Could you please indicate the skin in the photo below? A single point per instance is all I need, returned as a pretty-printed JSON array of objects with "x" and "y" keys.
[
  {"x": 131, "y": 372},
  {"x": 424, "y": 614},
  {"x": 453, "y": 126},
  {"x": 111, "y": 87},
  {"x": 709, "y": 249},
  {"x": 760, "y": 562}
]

* * * *

◆ TO DO
For every entry above, give it back exactly as written.

◆ TASK ANSWER
Could you please indicate the skin in the photo below? A single point per instance is all I need, returned as a pretty-printed JSON array of objects with "x" and "y" keys.
[
  {"x": 131, "y": 372},
  {"x": 424, "y": 614},
  {"x": 453, "y": 126},
  {"x": 111, "y": 87},
  {"x": 709, "y": 249},
  {"x": 760, "y": 562}
]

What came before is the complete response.